CONSIGNE A:
D'après la critique d'Adieu Berthe, quel métier exerce Armand ?
CONSIGNE B:
Poursuivez, s'il vous plaît, la critique d'Adieu Berthe à partir de sa dernière phrase.

TEXTE À ANALYSER:
Après le grand carrousel de Bancs publics (Versailles rive droite), qui semblait lancer le cinéma de Podalydès sur l’orbite incertaine de la caméra centrifuge, du gag à sauts de puce, Adieu Berthe marque une pause et s’interroge, fait le point. D’abord en renouant avec la simplicité de style des aventures d’Albert Jeanjean, avec le charme lunaire de la série versaillaise (dont il semble livrer ici la vraie suite, celle à laquelle tous les fans avaient rêvé à l’annonce de Bancs publics, qui devait la conclure). Ensuite en plongeant le héros podalydésien, nommé ici Armand et toujours génialement incarné par Denis, dans les affres de la cinquantaine, compliquant ses dilemmes coutumiers de questions plus larges, et plus graves : la mort, la perte, le sens de la vie. Pharmacien passionné par la magie, Armand ne parvient pas à se décider entre sa femme et son amante. Un beau jour, sa mémé Berthe, dont il savait très peu de choses, décède, et toutes sortes de questions surgissent : faut-il incinérer, enterrer ? Qui était Berthe ? Comment est-elle morte ?

LIGNES FOURNIES:
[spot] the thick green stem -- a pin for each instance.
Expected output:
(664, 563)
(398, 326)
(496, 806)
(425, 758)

RÉPONSE A:
Armand est pharmacien.

RÉPONSE B:
« Pouf, pif, crac, pschitt », c’est comme ça qu’elle est morte Mémé, personne ne sait le dire autrement. Mémé qui meurt, c’est le grand gag du film, c’est une chose qui était là et qui n’est plus là, c’est insensé et c’est absurde, ça peut tomber sur n’importe qui. Ça semble dire que le non-sens (emblématisé, de film en film, par la glaviole, ce machin en fer dans lequel on trébuche sans jamais tomber – pas de chute à la blague) dissimule chez Podalydès une vraie philosophie d’angoisse. Un cercueil en forme de monolithe kubrickien, un écran de veille où défile le vide interstellaire et devant lequel Armand reste comme hypnotisé, sont les premiers signes discrets d’un malaise existentiel d’une ampleur inédite chez lui. Podalydès est un cinéaste pascalien, pas seulement tourmenté par le doute, mais aussi passionné des structures défaites, fragmentaires (voir dans chaque film ce goût du sketch, des chapitres clos), des écarts d’échelle (voir le court Minirama, les vues ras du plancher du Mystère de la chambre jaune, les objets aux tailles démesurées de Bancs publics, etc.).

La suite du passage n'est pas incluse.